▶ [TRECHO DO DOCUMENTO]
Um capitalismo que patina no próprio esperma, apartado da reprodução,
alijado de ferramentas de Estado e de poder social para reconduzi-lo às
finalidades sociais do desenvolvimento?
Os
dados na mesa são claros.
Não
há muito tempo para agir, nem são tantas as opções assim.
Há
até algum consenso entre o mercadistas sensatos e a visão progressista.
Ambos
concordam que o país vive o esgotamento de uma dinâmica econômica.
Há
razoável convergência em relação ao motor que deve puxar o novo período: o
investimento produtivo, um impulso industrializante liderado pelo pré-sal; os
grandes projetos de infraestrutura.
Termina
o espaço dos consensos.
O
conservadorismo avalia que o legado recente é incompatível com o futuro
desejado. Para nascer o ‘novo’ é preciso destruir o ‘velho’.
Parece
schumpeteriano, é udenista puro.
A
supremacia financeira deve purgar todo e qualquer vestígio de interesse
nacional, público e social no manejo da economia.
O
alvo da caçada, Lula, embolou tudo na última década.
Fortemente
ancorada na ampliação do mercado de massa, a economia avançou apoiada em
ingredientes daquilo que a emissão conservadora denomina ‘Custo Brasil’.
Um
exemplo das dificuldades a retardar o avanço da matilha nessa frente?
A
formalização da mão de obra.
Hoje
ela encarece sobremaneira o lacto purga das demissões em massa, atrasando a
purificação do metabolismo econômico.
O
PSDB deixou o país com uma taxa de informalidade do emprego de 43,6%.
No
ano passado esse percentual era de 29,5%.
Para
demitir um operário com registro em carteira é preciso pagar todos os direitos
legados por Vargas.
Eles
foram limados parcialmente pela ditadura, mas fortalecidos na prática pelo
ciclo de pleno emprego propiciado em 12 anos de governos do PT (que pegou o
país com um desemprego tucano superior a 9%, quase 10% em 2003; cortou isso à
metade).
É
disfuncional. Custa caro faxinar a folha de pagamentos pós-PT.
Pior:
ao recontratar, enfrenta-se o piquete de uma década de investimento para
democratizar a educação.
Foram
oito milhões de vagas do Pronatec e 1,6 milhão de vagas do Prouni e do Fies.
O
avanço educacional barra o retrocesso significativo nas relações de trabalho: o
jovem qualificado recusa a informalidade e o salário arrochado.
É
preciso pendurar a cabeça do responsável por isso na parede; impedi-lo de
retornar à Presidência ou o mercado não completará o longo ciclo de detox
neoliberal requerido.
‘(O
juiz) acha que dá par apegar ele’.
Essa
é a determinação serviçal da Lava Jato, cuja mão de obra não se inibe em
paralisar o país para entregar o serviço.
A
paralisia do sistema econômico, na verdade, é um plus que acompanha o pacote e
ajudar a acuar a caça.
O
resto é farofa ética expressa no inimputável conforto desfrutado pelas
lambanças do PSDB.

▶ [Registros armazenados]
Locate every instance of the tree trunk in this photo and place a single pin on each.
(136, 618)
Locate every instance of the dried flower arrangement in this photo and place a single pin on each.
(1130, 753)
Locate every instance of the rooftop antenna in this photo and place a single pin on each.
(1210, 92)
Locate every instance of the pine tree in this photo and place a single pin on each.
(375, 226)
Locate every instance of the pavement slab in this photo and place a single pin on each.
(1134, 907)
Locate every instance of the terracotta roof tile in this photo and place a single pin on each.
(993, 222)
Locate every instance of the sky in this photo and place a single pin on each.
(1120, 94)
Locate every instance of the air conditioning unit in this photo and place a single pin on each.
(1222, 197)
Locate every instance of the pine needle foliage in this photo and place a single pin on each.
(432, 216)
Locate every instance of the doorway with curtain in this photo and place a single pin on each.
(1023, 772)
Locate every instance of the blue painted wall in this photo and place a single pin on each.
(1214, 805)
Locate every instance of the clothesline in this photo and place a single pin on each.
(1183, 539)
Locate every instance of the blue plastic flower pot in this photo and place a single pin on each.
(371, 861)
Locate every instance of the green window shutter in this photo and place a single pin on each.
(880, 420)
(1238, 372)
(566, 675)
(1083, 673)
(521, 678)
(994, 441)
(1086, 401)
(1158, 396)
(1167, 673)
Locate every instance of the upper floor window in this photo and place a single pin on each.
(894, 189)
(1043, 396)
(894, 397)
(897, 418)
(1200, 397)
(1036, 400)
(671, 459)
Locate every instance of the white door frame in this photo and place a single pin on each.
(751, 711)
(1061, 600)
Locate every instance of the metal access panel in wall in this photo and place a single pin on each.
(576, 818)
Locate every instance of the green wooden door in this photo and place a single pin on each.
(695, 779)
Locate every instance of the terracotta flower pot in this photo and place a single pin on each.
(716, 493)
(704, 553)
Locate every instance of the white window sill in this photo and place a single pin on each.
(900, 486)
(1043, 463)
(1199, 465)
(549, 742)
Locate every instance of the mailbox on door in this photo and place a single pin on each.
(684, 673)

▶ [OBJETIVO]
Transcreva fielmente, do texto sobre a economia brasileira, tudo o que vai de "Um capitalismo que" até "as opções assim.".

▶ [RESPOSTA COMPLETA]
Um capitalismo que patina no próprio esperma, apartado da reprodução,
alijado de ferramentas de Estado e de poder social para reconduzi-lo às
finalidades sociais do desenvolvimento?
Os
dados na mesa são claros.
Não
há muito tempo para agir, nem são tantas as opções assim.